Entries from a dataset
------------------------

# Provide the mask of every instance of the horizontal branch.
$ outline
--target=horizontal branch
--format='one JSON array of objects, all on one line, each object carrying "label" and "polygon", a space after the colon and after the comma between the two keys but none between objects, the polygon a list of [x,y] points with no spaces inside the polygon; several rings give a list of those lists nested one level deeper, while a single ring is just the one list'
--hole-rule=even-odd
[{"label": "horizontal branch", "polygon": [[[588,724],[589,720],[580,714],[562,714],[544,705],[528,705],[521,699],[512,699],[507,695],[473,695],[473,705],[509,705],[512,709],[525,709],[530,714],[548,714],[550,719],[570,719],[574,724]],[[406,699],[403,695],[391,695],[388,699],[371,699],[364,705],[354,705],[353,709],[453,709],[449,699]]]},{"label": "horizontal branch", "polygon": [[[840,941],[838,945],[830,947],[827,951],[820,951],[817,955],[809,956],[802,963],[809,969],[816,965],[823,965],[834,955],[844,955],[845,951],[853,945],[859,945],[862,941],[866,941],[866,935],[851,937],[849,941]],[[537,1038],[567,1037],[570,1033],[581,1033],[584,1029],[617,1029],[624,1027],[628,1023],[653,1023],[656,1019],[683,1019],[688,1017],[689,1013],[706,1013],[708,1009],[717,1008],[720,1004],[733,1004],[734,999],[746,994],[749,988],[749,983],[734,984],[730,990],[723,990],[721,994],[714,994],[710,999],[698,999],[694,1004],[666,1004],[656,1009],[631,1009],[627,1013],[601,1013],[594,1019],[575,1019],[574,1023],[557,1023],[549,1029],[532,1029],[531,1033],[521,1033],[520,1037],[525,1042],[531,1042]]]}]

------------------------

## Work to complete
Render every line of the records above as a Markdown table with the columns "Row" and "Line", omitting blank lines.

## The answer
| Row | Line |
|---|---|
| 1 | # Provide the mask of every instance of the horizontal branch. |
| 2 | $ outline |
| 3 | --target=horizontal branch |
| 4 | --format='one JSON array of objects, all on one line, each object carrying "label" and "polygon", a space after the colon and after the comma between the two keys but none between objects, the polygon a list of [x,y] points with no spaces inside the polygon; several rings give a list of those lists nested one level deeper, while a single ring is just the one list' |
| 5 | --hole-rule=even-odd |
| 6 | [{"label": "horizontal branch", "polygon": [[[588,724],[589,720],[580,714],[562,714],[544,705],[528,705],[521,699],[512,699],[507,695],[473,695],[473,705],[509,705],[512,709],[525,709],[530,714],[548,714],[550,719],[570,719],[574,724]],[[406,699],[403,695],[391,695],[388,699],[371,699],[364,705],[354,705],[353,709],[453,709],[449,699]]]},{"label": "horizontal branch", "polygon": [[[840,941],[838,945],[830,947],[827,951],[820,951],[817,955],[809,956],[802,963],[809,969],[816,965],[823,965],[834,955],[844,955],[845,951],[853,945],[859,945],[862,941],[866,941],[866,935],[851,937],[849,941]],[[537,1038],[567,1037],[570,1033],[581,1033],[584,1029],[617,1029],[624,1027],[628,1023],[653,1023],[656,1019],[683,1019],[688,1017],[689,1013],[706,1013],[708,1009],[717,1008],[720,1004],[733,1004],[734,999],[746,994],[749,988],[749,983],[734,984],[730,990],[723,990],[721,994],[714,994],[710,999],[698,999],[694,1004],[666,1004],[656,1009],[631,1009],[627,1013],[601,1013],[594,1019],[575,1019],[574,1023],[557,1023],[549,1029],[532,1029],[531,1033],[521,1033],[520,1037],[525,1042],[531,1042]]]}] |